▶ **Task to complete**:
Copy nothing but the lines below running from the line containing "In the photo above, where can the excavator cab" through the line containing "In the photo above, where can the broken", both end lines included.

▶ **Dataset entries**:
◆ ◆ ◆ ◆ ◆ ◆ ◆

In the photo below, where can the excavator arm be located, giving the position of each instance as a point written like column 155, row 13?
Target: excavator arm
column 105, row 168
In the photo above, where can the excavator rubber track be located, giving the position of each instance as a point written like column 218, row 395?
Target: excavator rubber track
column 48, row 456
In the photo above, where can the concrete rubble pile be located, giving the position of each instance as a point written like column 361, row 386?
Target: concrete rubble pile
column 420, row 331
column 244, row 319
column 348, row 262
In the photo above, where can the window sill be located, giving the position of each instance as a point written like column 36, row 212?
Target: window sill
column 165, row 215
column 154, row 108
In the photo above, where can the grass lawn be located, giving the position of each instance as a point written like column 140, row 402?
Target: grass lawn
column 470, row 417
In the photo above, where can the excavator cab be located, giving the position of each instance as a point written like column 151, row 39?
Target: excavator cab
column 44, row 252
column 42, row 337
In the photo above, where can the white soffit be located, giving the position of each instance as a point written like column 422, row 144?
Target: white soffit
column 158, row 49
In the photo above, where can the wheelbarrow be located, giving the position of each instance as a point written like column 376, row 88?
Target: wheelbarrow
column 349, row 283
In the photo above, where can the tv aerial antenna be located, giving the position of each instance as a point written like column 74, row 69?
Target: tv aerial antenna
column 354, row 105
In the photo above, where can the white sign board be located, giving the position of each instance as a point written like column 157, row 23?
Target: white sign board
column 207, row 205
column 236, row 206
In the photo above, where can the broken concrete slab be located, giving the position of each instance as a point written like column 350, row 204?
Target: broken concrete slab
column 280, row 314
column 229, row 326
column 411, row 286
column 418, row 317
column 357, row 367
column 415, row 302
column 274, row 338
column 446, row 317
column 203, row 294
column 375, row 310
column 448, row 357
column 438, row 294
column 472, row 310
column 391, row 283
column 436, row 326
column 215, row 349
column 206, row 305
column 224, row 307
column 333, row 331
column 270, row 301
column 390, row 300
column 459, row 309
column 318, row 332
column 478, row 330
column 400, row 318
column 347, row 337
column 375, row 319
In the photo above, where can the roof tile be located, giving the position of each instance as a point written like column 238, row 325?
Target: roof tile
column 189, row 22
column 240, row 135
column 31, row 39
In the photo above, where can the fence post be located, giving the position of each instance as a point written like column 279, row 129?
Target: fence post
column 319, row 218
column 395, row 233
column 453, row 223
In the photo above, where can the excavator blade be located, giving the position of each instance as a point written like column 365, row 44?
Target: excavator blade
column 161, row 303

◆ ◆ ◆ ◆ ◆ ◆ ◆

▶ **Reply to the exercise**:
In the photo above, where can the excavator cab be located, giving the position of each instance as a point written like column 151, row 39?
Target: excavator cab
column 44, row 252
column 42, row 337
In the photo above, where can the white soffit be located, giving the position of each instance as a point written like column 422, row 144?
Target: white soffit
column 158, row 49
In the photo above, where can the wheelbarrow be located, giving the position of each instance as a point written like column 376, row 88?
Target: wheelbarrow
column 349, row 283
In the photo above, where can the tv aerial antenna be located, giving the position of each instance as a point written like column 74, row 69?
Target: tv aerial antenna
column 354, row 105
In the photo above, where can the white sign board be located, giving the position of each instance as a point written like column 157, row 23?
Target: white sign board
column 207, row 205
column 236, row 206
In the photo above, where can the broken concrete slab be located, giving the position of each instance as a point written like column 350, row 204?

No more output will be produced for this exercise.